**PASSAGE**
+++

The Loud Music Trial, Justice Largely Served

There's now handwringing from civil rights activists because he wasn't convicted in the death of Jordan Davis. There seems further confusion as to how a jury could convict him of attempted murder of three men but not the actual murder of the fourth. (It was a mistrial on this count.) Really it's not that confusing.
 
The difference is that the white guy will be going to jail for a very long time, and the number of rightwingers hailing this Negro slayer as a hero are substantially smaller. There is wide concession that this guy is a dumbass who should be in jail. The difference was that Zimmerman was involved in a physical altercation while this was name-calling and perhaps idle threats between the parties. The difference is that this white man was shooting and multiple unarmed men while they were trying to escape the hostile situation. (Oh, and the black men turned down their rape music upon the white man's request. Even in comparison to Zimmerman, this white man wanted the situation to escalate.) After shooting at a bunch of black guys, he did not wait for the police to arrive--rather he went to a hotel and ordered out for pizza. Local place.

+++

**ITEMS**
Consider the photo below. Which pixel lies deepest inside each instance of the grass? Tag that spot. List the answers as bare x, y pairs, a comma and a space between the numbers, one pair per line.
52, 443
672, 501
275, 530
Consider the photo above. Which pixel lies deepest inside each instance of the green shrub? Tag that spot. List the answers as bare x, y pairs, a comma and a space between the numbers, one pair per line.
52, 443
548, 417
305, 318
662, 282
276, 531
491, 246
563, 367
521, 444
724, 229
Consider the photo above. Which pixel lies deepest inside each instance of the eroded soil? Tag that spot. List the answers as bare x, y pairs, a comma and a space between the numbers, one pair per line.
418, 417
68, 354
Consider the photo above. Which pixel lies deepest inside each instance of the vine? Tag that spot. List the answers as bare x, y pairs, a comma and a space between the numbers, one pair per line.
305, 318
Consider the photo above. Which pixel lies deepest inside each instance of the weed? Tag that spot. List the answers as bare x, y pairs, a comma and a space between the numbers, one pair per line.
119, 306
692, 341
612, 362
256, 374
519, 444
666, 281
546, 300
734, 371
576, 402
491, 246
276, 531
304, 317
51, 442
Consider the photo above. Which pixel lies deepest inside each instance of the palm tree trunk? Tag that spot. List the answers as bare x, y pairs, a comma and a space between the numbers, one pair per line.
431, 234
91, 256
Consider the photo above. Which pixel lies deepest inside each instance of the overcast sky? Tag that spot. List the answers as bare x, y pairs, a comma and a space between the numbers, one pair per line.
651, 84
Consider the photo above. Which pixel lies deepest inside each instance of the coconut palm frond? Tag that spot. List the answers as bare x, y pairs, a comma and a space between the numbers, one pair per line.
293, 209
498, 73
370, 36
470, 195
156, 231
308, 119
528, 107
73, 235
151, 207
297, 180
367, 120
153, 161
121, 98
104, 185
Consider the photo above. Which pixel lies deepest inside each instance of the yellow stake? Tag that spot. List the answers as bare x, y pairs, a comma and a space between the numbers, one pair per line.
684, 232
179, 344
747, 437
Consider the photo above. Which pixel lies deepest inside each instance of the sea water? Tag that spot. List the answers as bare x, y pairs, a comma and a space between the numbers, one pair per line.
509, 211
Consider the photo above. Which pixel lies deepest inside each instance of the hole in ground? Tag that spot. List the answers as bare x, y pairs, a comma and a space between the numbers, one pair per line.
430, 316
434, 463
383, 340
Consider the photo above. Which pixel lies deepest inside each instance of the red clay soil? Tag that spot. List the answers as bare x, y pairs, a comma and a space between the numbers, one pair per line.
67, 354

+++

**TASKS FOR THIS EXERCISE**
1. In the passage about the Loud Music Trial, what did the shooter do after shooting instead of waiting for the police?
2. Which sentences in the passage about the Loud Music Trial begin with the words "The difference"? List every one.
3. Write out the passage about the Loud Music Trial from "The difference is that the" to "pizza. Local place.", keeping every word as it appears.

**ANSWERS TO THE PROBLEMS**
1. He went to a hotel and ordered out for pizza.

2.
- The difference is that the white guy will be going to jail for a very long time, and the number of rightwingers hailing this Negro slayer as a hero are substantially smaller.
- The difference was that Zimmerman was involved in a physical altercation while this was name-calling and perhaps idle threats between the parties.
- The difference is that this white man was shooting and multiple unarmed men while they were trying to escape the hostile situation.

3.
The difference is that the white guy will be going to jail for a very long time, and the number of rightwingers hailing this Negro slayer as a hero are substantially smaller. There is wide concession that this guy is a dumbass who should be in jail. The difference was that Zimmerman was involved in a physical altercation while this was name-calling and perhaps idle threats between the parties. The difference is that this white man was shooting and multiple unarmed men while they were trying to escape the hostile situation. (Oh, and the black men turned down their rape music upon the white man's request. Even in comparison to Zimmerman, this white man wanted the situation to escalate.) After shooting at a bunch of black guys, he did not wait for the police to arrive--rather he went to a hotel and ordered out for pizza. Local place.